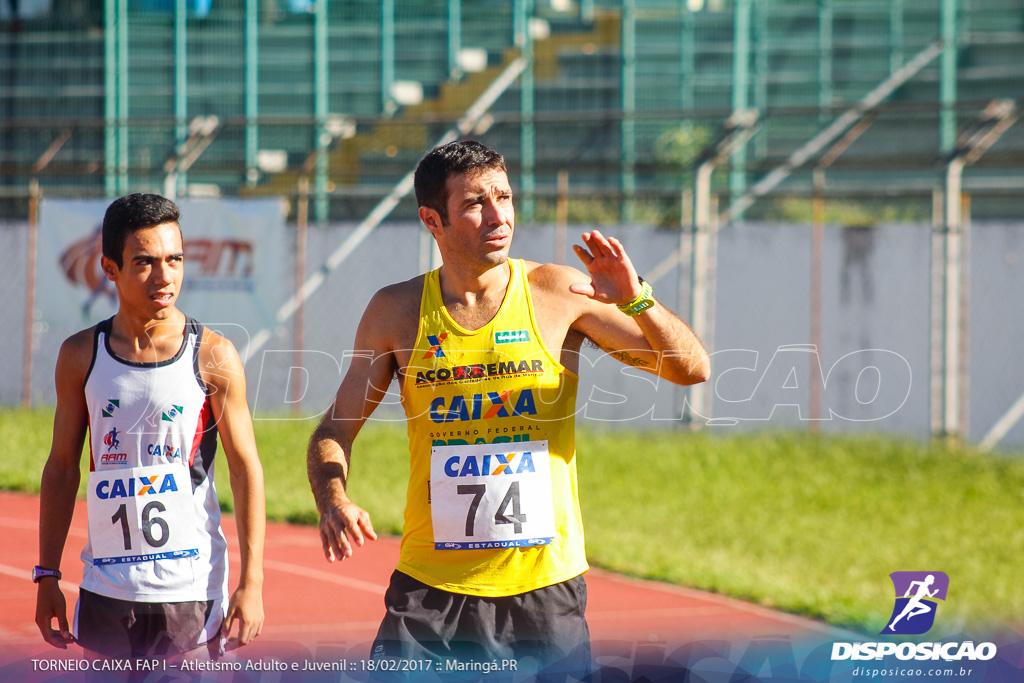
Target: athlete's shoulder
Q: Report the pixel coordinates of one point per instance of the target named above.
(216, 351)
(553, 278)
(78, 349)
(396, 303)
(402, 293)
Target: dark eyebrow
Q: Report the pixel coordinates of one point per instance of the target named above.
(151, 257)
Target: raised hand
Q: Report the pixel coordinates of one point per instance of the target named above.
(613, 280)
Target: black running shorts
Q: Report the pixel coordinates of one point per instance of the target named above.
(541, 630)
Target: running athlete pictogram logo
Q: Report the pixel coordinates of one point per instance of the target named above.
(435, 346)
(916, 592)
(173, 412)
(111, 439)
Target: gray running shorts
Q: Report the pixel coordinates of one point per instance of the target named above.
(125, 629)
(542, 630)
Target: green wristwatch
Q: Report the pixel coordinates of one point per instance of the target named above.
(643, 301)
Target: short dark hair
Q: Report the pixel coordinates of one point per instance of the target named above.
(130, 213)
(459, 158)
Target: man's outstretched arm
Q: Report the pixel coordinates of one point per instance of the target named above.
(656, 340)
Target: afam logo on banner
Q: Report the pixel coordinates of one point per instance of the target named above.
(913, 613)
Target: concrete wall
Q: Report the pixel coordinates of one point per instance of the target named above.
(876, 327)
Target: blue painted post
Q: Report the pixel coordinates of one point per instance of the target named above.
(252, 91)
(322, 108)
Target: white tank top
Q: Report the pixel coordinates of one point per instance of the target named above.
(154, 517)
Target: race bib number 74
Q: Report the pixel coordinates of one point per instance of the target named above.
(140, 514)
(491, 496)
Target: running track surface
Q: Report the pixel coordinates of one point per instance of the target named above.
(317, 609)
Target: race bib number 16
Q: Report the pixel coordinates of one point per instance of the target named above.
(140, 514)
(491, 496)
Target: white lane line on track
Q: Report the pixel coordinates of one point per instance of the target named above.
(33, 525)
(739, 605)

> GOAL OF THE EXERCISE
Copy the lines from the one with "Target: green wristwatch" through the end of the listing, swapping "concrete wall" for "stone wall" and keeping everything else the same.

> EXERCISE OUTPUT
Target: green wristwatch
Q: Report the pixel coordinates of one point per instance of the target named above.
(643, 301)
Target: short dark hair
Q: Report the pixel coordinates of one point per instance of the target named above.
(130, 213)
(459, 158)
Target: man's outstretched arm
Q: Report the pixel coordinates of one point per instance of the target named above.
(656, 340)
Target: afam logo on banner
Q: Report the pixel coordinates of one point per instance of the target named above.
(913, 613)
Target: stone wall
Q: Report the pixel coordinates of one point per instance of the target named above.
(876, 327)
Target: blue painted post
Q: Report the pixel coordinates of one point per instance of the target named above.
(252, 91)
(322, 108)
Target: white tank top
Q: Report the pixel coordinates of one point per instance of the target named above.
(154, 517)
Target: race bib number 74
Q: Report the pixel coordinates of one point per instance of the target named above.
(140, 514)
(491, 496)
Target: running track surface
Q: Report the pixel coordinates of one point per instance of the target named above.
(317, 609)
Target: race bib number 16
Q: Report the pixel coordinates of one point per instance of the target named above.
(140, 514)
(491, 496)
Target: white lane line on track
Q: Report the pixel coordinates of one point per instance of the target named above.
(33, 525)
(739, 605)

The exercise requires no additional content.